### WRITTEN INSTRUCTION 1
Answer these questions from the gig diary below:
(a) What did the band plan to do at the end of the gig without telling Brownfury?
(b) What was the show with Manitoba and Jimmy Behan filmed for?
(c) Which band member was missing from the sold-out gig?
### WRITTEN INSTRUCTION 2
Can you transcribe the part of the gig diary below that opens with the words containing "As if to reiterate, we" and closes with "booze and that."?

### PROVIDED TEXT
********************

And, to add delirium to the proceedings we were being followed around by cameras everywhere we went, again. Felt like bleeding E17 we did. There we were chucking out snappy rejoinders safe in the knowledge that our wisdom and wit was being retained for posterity. Never again shall we need to sit in darkened lonely rooms, uttering axioms of startling clarity and humour to no one and thinking, well, that’s it, the cleverest thing I’m ever going to say, and no one here to share in it. We need huge audiences, huge swathes of easily impressed people to listen and laugh and point their fingers when they espy us curled up in the gutter, staring at the stars. We’re clever us, we deserve the arrogance of permanence.
As if to reiterate, we can play these two sets, the light and airy, the dark and brooding. We’re like nine Billy Blakes there. Which is the future, which is the past? Who cares. The trick to this entire gig was to do the conga at the end but not tell Brownfury, and revel in his bemusement as we waddled chirpily off the stage. But some German let the cat out of the bag, and to add further insult, the cameras were all off.
Pah.
But we achieved half of what we set out to do. The beer was far too expensive (as in not free) for us to achieve all.
[w/ Manitoba & Jimmy Behan]
This show was filmed for the teevee. No Disco to be precise.
We all looked right funny, crammed onto the PODs tiny stage. But we didn’t care. Why? Free booze,
that’s why. Free booze and free cripps. Manitoba and Jimmy Behan were much better than us anyway.
But we didn’t care. Free booze and that.
Gig was all sold out which was nice. People not being able to get in, cos it was all sold out. That’ll learn us. Deadly buzz altogether. We were without Jurgen for this one, so Paul filled in with some accordion sounds from the keyboard. Although this sounds like a frankly hilarious idea, it worked out quite well. The sound was pretty good and the peoples appeared to like it, but there’s a worrying propensity toward between song joke telling going on…. We’re going to end up sounding like some variety show if this keeps up.
Cork is swiftly becoming our favourite place, and this time we even had proper beds to sleep in, though getting to them after the gig proved seriously perilous. Traversing pools of blood, clutches of mad men, Guinness ad re-enacting gimbats, pissings and pissings of rain, dearth of taxis and bag fulls of gear and stuff.

********************

### LISTED RECORDS
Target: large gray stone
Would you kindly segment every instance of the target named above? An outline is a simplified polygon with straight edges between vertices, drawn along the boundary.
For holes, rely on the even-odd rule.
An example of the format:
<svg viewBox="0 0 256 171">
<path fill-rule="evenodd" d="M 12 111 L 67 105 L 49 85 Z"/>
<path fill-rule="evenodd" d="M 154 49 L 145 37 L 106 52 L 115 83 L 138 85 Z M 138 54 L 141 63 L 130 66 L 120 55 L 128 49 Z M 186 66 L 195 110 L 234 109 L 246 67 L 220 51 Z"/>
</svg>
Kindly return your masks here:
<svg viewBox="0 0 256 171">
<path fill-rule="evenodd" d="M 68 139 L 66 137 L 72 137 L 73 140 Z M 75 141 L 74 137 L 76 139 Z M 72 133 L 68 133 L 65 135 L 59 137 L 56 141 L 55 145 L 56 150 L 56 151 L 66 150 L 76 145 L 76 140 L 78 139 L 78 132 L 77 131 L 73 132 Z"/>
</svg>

********************

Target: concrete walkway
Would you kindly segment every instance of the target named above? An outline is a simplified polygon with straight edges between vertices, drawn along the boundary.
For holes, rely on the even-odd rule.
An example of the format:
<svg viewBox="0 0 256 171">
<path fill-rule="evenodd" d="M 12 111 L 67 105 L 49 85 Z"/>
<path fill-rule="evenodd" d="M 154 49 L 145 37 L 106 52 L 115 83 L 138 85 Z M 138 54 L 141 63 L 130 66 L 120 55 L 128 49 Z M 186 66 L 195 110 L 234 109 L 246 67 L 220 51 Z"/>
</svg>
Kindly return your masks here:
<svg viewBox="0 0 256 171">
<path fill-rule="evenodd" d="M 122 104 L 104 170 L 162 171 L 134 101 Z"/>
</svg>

********************

### WRITTEN RESPONSE 1
(a) The conga.
(b) For TV, specifically No Disco.
(c) Jurgen.

### WRITTEN RESPONSE 2
As if to reiterate, we can play these two sets, the light and airy, the dark and brooding. We’re like nine Billy Blakes there. Which is the future, which is the past? Who cares. The trick to this entire gig was to do the conga at the end but not tell Brownfury, and revel in his bemusement as we waddled chirpily off the stage. But some German let the cat out of the bag, and to add further insult, the cameras were all off.
Pah.
But we achieved half of what we set out to do. The beer was far too expensive (as in not free) for us to achieve all.
[w/ Manitoba & Jimmy Behan]
This show was filmed for the teevee. No Disco to be precise.
We all looked right funny, crammed onto the PODs tiny stage. But we didn’t care. Why? Free booze,
that’s why. Free booze and free cripps. Manitoba and Jimmy Behan were much better than us anyway.
But we didn’t care. Free booze and that.